DATA EXTRACT:
# # # # #

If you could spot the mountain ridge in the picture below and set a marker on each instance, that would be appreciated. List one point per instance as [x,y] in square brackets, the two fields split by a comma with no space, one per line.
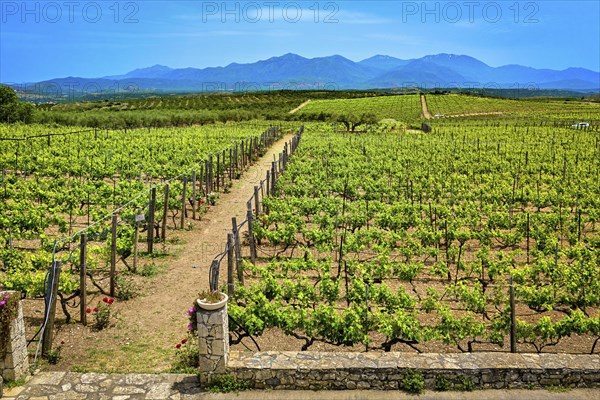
[337,72]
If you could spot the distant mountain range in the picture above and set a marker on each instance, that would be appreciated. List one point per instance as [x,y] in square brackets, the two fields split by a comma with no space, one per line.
[292,71]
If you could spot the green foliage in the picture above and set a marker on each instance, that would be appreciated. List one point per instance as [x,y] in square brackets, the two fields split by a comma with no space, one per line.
[187,357]
[466,384]
[125,287]
[102,313]
[11,109]
[227,383]
[441,383]
[413,381]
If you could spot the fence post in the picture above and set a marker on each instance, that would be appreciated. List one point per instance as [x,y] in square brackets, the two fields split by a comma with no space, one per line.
[165,210]
[268,179]
[183,201]
[113,254]
[237,249]
[251,235]
[151,220]
[51,301]
[513,320]
[194,194]
[206,175]
[256,201]
[82,281]
[273,176]
[230,283]
[230,164]
[223,170]
[218,170]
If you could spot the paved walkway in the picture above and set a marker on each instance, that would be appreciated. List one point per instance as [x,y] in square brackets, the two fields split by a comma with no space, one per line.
[69,385]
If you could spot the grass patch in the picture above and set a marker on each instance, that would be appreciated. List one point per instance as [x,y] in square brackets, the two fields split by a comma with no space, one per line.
[557,388]
[15,383]
[227,383]
[413,381]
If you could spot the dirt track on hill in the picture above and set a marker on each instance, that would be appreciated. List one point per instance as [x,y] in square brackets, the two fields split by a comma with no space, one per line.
[424,109]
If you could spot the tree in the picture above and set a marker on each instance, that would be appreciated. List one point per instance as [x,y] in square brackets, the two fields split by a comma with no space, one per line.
[11,109]
[352,121]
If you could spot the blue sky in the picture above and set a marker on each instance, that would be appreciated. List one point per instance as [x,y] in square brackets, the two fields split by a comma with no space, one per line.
[48,39]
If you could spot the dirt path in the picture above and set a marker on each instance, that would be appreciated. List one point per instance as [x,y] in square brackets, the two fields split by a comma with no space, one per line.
[424,109]
[148,327]
[300,106]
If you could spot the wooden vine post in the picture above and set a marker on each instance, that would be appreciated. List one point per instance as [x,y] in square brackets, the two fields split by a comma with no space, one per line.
[113,254]
[251,235]
[165,210]
[82,278]
[230,282]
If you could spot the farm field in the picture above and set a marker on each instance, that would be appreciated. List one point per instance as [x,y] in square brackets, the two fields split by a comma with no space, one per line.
[539,110]
[408,242]
[404,108]
[391,240]
[58,181]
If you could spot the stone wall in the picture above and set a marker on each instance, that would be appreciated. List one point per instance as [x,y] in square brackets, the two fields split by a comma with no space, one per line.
[385,371]
[213,341]
[14,362]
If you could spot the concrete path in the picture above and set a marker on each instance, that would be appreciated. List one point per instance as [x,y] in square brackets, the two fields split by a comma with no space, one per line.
[93,386]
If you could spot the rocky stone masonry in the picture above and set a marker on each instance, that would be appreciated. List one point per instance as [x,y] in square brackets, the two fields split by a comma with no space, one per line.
[14,362]
[72,386]
[320,370]
[213,340]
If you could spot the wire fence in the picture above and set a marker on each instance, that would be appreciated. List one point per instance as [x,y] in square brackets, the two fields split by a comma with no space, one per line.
[96,253]
[233,248]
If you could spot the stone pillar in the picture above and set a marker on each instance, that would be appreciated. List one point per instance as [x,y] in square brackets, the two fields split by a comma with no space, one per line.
[14,362]
[213,340]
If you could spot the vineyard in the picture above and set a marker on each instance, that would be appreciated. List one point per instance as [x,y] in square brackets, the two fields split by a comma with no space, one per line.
[405,108]
[418,242]
[480,235]
[528,111]
[57,183]
[184,110]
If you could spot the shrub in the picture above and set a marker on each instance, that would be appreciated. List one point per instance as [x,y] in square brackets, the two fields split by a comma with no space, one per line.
[227,383]
[413,381]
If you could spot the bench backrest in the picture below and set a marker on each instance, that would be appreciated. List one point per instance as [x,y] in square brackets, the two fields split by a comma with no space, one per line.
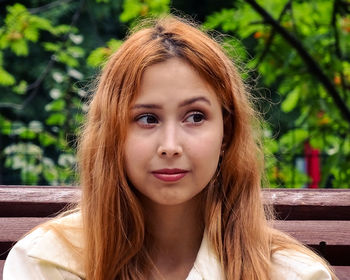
[318,218]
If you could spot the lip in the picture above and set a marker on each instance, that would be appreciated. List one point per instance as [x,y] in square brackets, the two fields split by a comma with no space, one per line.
[170,174]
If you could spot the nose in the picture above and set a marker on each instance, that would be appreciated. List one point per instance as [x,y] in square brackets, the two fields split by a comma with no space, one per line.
[169,144]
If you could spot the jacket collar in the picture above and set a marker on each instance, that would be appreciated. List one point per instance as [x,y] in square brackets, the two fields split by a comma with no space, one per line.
[51,248]
[54,249]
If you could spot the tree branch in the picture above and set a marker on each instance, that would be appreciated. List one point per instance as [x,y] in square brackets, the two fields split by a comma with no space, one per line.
[272,36]
[309,61]
[337,44]
[34,87]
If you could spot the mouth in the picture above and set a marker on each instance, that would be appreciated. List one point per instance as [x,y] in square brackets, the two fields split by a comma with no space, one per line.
[170,175]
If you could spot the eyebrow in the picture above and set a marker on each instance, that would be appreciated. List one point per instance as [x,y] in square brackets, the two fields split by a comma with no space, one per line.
[182,104]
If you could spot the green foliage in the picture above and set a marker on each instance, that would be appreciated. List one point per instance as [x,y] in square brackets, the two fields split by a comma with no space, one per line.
[306,110]
[100,55]
[133,9]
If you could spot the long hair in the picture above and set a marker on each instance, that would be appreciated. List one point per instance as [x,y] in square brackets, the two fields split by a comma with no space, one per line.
[113,221]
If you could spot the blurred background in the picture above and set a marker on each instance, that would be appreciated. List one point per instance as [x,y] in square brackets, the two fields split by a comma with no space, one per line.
[295,55]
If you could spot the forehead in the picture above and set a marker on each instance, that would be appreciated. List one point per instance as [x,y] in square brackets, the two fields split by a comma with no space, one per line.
[172,80]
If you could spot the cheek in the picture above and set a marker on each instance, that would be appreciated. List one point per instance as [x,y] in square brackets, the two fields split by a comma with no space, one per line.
[206,150]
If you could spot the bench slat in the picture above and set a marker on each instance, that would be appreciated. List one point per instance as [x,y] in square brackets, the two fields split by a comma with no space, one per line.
[309,204]
[25,201]
[343,272]
[314,232]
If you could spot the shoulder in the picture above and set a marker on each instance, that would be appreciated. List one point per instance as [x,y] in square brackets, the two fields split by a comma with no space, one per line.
[52,251]
[291,264]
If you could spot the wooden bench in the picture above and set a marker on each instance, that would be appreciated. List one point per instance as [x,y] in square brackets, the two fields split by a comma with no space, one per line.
[318,218]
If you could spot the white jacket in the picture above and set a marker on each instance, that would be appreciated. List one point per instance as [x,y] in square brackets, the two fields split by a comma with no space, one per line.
[42,255]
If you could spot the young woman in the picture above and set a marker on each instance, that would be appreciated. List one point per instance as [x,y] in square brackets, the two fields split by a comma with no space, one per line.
[171,174]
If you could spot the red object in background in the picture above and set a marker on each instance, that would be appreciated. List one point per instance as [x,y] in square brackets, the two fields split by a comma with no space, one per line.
[312,159]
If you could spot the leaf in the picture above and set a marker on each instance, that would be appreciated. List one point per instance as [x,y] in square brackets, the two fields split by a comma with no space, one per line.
[56,119]
[51,47]
[56,105]
[20,47]
[46,139]
[131,10]
[6,79]
[290,101]
[20,88]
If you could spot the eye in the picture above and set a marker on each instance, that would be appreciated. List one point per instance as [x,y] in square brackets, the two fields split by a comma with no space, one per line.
[146,120]
[195,118]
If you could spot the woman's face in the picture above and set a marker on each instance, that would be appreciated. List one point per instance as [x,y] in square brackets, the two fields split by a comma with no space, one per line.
[175,134]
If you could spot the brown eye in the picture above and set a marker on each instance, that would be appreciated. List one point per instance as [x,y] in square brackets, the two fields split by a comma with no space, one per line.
[147,119]
[195,118]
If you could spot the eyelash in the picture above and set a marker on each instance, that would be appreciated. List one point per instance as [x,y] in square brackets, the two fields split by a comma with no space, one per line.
[155,118]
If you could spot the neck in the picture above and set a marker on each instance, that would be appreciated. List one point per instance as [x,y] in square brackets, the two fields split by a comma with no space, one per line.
[175,232]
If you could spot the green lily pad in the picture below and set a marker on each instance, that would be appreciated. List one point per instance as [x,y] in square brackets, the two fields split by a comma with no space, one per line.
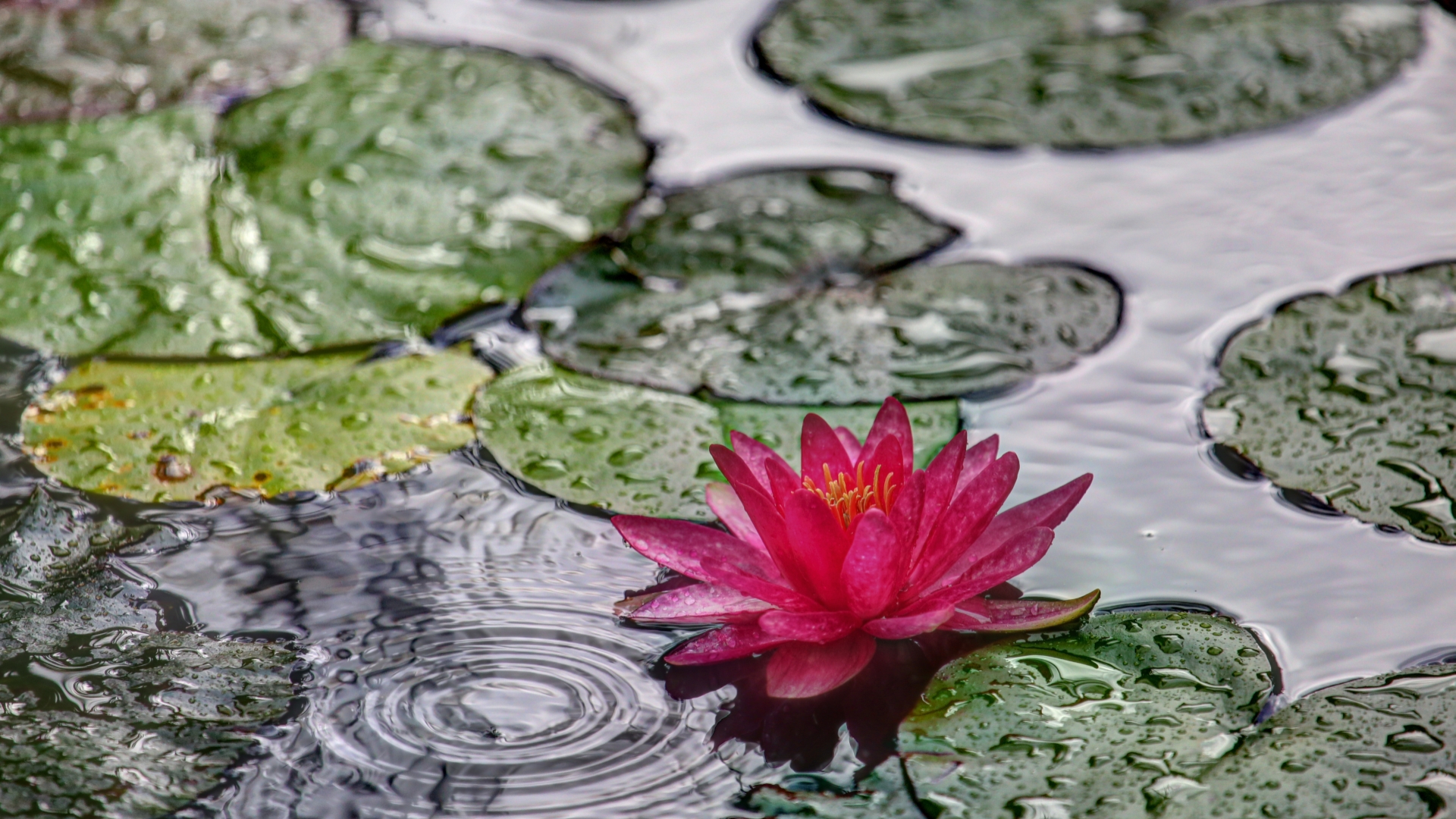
[101,713]
[1084,74]
[402,184]
[764,289]
[641,450]
[174,430]
[1114,719]
[1350,398]
[91,57]
[104,240]
[1378,746]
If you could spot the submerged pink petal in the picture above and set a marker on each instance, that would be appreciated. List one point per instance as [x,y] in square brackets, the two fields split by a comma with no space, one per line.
[682,547]
[802,670]
[726,504]
[701,604]
[819,544]
[820,447]
[808,627]
[851,444]
[727,643]
[1018,615]
[756,455]
[909,626]
[874,566]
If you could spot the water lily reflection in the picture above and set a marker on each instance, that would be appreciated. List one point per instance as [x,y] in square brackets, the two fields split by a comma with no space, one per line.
[856,545]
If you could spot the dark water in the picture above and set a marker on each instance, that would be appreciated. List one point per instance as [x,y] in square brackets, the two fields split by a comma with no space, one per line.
[466,661]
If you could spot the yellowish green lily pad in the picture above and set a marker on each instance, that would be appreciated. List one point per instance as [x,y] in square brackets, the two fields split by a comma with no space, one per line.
[161,430]
[642,450]
[74,58]
[1116,719]
[402,184]
[1084,74]
[1350,398]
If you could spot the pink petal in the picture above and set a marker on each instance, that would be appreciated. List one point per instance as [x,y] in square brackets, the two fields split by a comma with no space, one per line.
[851,442]
[977,458]
[893,422]
[727,643]
[1014,558]
[808,627]
[701,604]
[783,480]
[909,626]
[965,521]
[873,566]
[1044,510]
[801,670]
[726,504]
[756,455]
[819,542]
[682,547]
[1019,615]
[820,447]
[755,586]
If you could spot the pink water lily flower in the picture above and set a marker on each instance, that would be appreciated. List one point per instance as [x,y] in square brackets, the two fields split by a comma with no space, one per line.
[854,547]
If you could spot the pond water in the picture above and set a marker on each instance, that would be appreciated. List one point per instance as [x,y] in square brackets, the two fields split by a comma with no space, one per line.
[465,659]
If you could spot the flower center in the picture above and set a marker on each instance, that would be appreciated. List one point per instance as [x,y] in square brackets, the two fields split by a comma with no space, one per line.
[849,497]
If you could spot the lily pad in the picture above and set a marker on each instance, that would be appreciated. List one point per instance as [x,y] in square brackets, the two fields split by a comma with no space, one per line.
[637,449]
[174,430]
[101,713]
[1348,398]
[88,57]
[1378,746]
[724,289]
[1114,719]
[1084,74]
[402,184]
[104,240]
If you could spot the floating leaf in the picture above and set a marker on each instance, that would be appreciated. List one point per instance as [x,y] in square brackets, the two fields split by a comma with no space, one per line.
[637,449]
[402,184]
[783,309]
[85,58]
[104,240]
[1378,746]
[102,714]
[1348,398]
[1084,74]
[172,430]
[1112,719]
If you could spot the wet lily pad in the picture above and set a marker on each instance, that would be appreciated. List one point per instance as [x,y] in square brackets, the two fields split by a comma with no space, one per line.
[104,240]
[101,713]
[1114,719]
[788,309]
[91,57]
[402,184]
[1378,746]
[1348,398]
[174,430]
[644,450]
[1084,74]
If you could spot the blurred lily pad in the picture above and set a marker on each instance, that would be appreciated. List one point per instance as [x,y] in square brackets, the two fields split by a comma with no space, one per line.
[101,713]
[1378,746]
[104,240]
[1348,398]
[402,184]
[642,450]
[1114,719]
[1084,74]
[723,289]
[67,58]
[174,430]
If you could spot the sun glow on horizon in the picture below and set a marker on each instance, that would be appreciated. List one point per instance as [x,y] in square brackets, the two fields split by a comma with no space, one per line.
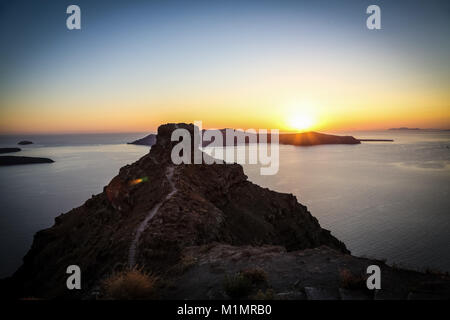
[301,117]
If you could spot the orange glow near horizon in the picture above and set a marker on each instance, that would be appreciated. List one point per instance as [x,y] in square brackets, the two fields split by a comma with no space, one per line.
[270,110]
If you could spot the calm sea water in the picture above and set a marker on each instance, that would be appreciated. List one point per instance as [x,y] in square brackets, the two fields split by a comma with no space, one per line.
[384,200]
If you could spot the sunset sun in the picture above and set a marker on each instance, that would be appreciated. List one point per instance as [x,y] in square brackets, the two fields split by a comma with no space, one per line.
[301,122]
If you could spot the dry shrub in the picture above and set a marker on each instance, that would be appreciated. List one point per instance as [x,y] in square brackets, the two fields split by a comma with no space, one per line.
[132,284]
[350,281]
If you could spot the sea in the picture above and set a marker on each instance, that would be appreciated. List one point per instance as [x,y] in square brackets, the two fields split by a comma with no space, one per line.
[384,200]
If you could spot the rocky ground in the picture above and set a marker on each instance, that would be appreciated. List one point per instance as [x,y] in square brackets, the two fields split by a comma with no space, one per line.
[202,229]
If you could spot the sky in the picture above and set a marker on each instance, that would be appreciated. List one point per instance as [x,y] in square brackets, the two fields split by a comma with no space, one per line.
[288,65]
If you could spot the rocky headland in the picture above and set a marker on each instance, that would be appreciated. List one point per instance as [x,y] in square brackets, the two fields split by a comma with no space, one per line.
[204,232]
[146,141]
[295,139]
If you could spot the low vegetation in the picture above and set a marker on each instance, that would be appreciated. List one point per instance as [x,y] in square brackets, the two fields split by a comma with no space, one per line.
[132,284]
[240,285]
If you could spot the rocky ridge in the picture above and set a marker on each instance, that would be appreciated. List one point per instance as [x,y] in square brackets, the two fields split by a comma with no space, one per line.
[191,225]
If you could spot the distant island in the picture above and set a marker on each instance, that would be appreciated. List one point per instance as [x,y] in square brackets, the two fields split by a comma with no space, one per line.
[9,150]
[25,142]
[210,233]
[295,139]
[15,160]
[304,139]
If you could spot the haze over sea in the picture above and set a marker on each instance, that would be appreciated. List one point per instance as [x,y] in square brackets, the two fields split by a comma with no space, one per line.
[384,200]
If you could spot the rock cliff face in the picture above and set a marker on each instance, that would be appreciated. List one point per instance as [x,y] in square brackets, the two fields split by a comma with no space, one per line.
[188,224]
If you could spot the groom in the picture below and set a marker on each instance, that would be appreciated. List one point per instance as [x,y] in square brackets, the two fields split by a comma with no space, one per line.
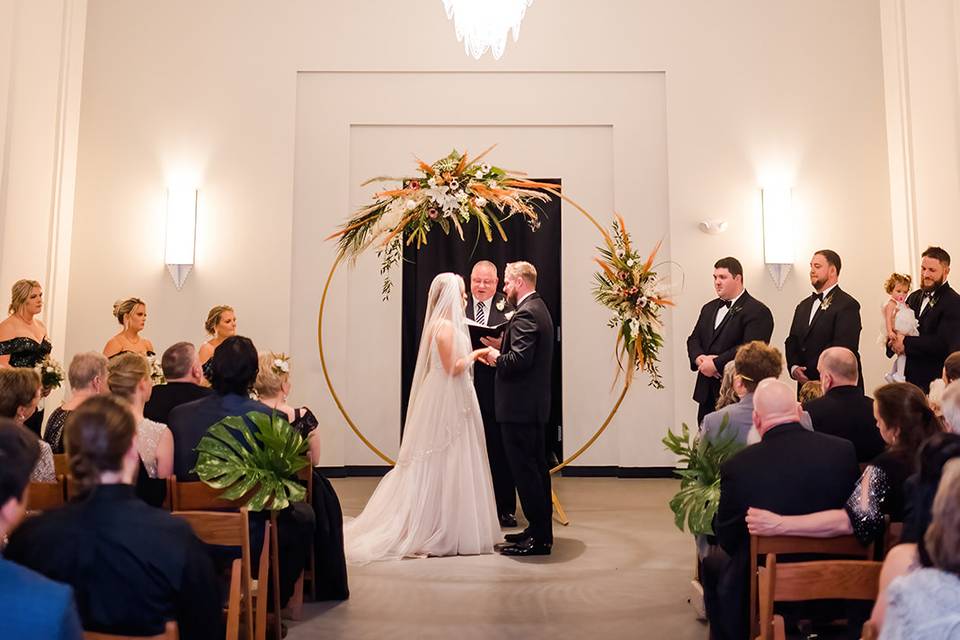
[522,394]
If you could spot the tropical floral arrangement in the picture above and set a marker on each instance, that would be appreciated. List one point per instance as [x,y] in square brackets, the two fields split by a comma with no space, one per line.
[695,504]
[51,373]
[452,193]
[629,285]
[156,371]
[231,456]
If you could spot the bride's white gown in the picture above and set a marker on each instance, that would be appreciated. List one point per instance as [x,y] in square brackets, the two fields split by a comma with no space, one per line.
[438,499]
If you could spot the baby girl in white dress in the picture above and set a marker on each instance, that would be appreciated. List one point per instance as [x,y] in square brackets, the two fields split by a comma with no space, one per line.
[898,318]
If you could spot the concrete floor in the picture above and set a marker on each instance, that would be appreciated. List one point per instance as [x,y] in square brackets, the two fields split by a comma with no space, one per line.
[619,570]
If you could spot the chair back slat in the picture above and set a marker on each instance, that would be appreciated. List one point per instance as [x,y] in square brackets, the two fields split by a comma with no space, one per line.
[46,495]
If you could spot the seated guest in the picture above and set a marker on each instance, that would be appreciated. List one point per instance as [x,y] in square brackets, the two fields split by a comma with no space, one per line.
[234,368]
[87,375]
[754,362]
[844,411]
[181,369]
[129,378]
[19,397]
[792,470]
[132,316]
[134,566]
[905,421]
[911,553]
[33,606]
[810,390]
[923,603]
[273,387]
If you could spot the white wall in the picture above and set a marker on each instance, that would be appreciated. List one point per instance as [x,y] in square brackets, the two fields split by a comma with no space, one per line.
[206,92]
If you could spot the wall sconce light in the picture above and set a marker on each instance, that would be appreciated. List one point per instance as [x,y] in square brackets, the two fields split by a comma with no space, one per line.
[181,233]
[777,207]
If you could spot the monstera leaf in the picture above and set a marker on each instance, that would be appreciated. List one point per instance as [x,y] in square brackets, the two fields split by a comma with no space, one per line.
[233,457]
[695,505]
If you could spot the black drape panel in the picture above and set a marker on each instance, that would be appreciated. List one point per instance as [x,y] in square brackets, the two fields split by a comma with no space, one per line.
[449,253]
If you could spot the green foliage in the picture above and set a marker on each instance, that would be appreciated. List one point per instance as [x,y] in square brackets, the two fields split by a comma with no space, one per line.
[268,463]
[695,505]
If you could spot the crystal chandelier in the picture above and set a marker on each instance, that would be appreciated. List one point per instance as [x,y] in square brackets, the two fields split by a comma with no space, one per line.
[483,24]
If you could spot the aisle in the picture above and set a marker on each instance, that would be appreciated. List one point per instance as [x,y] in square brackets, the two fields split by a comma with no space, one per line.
[620,570]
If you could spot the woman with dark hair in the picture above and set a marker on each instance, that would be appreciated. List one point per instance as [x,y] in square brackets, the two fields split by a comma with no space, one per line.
[912,554]
[905,421]
[134,567]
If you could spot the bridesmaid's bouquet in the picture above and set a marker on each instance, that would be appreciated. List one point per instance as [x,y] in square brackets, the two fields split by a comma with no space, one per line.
[51,373]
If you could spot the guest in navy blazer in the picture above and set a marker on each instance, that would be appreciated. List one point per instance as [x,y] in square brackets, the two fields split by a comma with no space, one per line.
[34,606]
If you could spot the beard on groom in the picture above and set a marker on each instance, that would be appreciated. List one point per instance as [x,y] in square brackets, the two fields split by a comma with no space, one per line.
[486,306]
[523,360]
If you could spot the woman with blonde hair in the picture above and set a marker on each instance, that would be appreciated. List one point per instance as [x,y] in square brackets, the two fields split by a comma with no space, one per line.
[129,378]
[132,316]
[221,323]
[23,336]
[19,395]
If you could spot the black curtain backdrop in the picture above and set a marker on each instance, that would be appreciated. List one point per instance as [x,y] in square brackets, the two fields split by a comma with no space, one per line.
[449,253]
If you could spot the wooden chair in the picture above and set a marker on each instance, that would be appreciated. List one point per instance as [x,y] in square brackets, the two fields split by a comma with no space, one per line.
[46,495]
[197,496]
[233,529]
[171,633]
[772,545]
[61,464]
[818,580]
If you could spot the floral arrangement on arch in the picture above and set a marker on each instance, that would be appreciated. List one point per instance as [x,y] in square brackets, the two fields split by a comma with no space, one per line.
[629,285]
[451,194]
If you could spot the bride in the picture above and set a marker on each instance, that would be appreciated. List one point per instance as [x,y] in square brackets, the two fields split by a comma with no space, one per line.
[438,499]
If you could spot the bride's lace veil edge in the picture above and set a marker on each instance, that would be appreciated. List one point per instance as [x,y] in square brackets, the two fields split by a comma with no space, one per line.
[444,302]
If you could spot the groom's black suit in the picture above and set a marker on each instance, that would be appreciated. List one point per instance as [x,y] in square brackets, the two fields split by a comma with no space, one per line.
[504,488]
[523,373]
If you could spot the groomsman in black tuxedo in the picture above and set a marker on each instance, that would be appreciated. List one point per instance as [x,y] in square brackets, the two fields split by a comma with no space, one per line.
[488,307]
[937,306]
[523,382]
[830,317]
[732,319]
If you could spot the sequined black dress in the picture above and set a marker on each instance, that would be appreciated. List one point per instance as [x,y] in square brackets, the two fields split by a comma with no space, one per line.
[27,352]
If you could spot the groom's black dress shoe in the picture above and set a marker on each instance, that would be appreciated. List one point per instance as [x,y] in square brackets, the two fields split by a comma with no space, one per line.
[526,548]
[508,521]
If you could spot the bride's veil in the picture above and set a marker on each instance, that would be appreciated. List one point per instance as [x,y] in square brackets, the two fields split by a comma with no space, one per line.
[444,305]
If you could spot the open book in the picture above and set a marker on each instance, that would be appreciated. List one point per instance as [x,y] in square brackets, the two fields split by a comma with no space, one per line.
[478,331]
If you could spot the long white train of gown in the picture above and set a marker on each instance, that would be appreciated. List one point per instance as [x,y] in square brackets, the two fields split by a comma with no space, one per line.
[438,499]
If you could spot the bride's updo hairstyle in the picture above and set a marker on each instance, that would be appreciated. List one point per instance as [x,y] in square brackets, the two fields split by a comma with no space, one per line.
[98,434]
[123,308]
[235,366]
[20,293]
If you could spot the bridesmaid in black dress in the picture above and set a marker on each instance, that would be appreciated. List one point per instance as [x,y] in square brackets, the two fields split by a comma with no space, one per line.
[273,387]
[23,336]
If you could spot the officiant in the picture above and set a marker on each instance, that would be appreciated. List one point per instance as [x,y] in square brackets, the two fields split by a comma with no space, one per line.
[487,306]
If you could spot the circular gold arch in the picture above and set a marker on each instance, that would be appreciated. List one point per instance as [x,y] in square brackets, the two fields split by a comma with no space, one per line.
[346,416]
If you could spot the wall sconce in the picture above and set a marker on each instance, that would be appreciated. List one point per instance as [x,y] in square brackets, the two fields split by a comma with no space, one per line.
[777,207]
[181,233]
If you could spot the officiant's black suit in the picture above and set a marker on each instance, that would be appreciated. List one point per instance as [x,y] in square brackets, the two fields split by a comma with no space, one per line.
[522,400]
[504,488]
[748,319]
[939,335]
[836,326]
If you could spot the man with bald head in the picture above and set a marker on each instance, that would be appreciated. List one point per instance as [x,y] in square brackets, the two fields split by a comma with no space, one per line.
[844,410]
[792,469]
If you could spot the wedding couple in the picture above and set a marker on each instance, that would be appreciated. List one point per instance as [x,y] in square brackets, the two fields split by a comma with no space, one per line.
[438,500]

# # # # #

Transcribe only the trailing portion of the entries above: the line that contains "If you could spot the bridesmaid in" and each line after it.

ANSWER TO THIS TASK:
If you could spot the bridesmaid in black dress in the picture above and set a marker on each instance, that would be appreciated. List one point per instance as [x,y] in square brackets, the two fields split by a comma with no space, one per line.
[273,387]
[23,336]
If you could spot the officiant in the picture above and set a marker on each instance, that would be appreciated. List one point per instance as [x,y] in square brackets, the two fields split by a comma with no space, one per line.
[487,306]
If you could spot the circular gold arch in the picture above and set a marker on each instance, that would be appreciated. List one point per instance as [x,y] in square brackets, the two fields split by a comma with no space, one per line.
[346,416]
If you could spot the wall sconce in the picture above and set a marker on each instance, that would be appreciated. List one point per instance as [x,y] in square brackets, the two fields split by a comma with no space, one per line.
[777,207]
[181,233]
If you could spot the officiant's black suit in the picture above and set a marker on each instance, that would be appreciated. List one point per instance as [x,y] in square brackets, the two fields split by a comma with no space, one per line.
[522,400]
[504,488]
[748,319]
[939,335]
[836,326]
If you could spot the man with bald head in the picture above and set a marker on each instance, that would be appreciated. List one point per instance as [x,y] in square brackets, the two fields split by a comma with no space, one per line.
[844,410]
[792,469]
If you could spot the wedding couple in the picture above and set a marker on each instance, that would be appreciated. List one point per instance as [x,y] in square brackets, the two fields split by a comma with no space, one per line.
[438,500]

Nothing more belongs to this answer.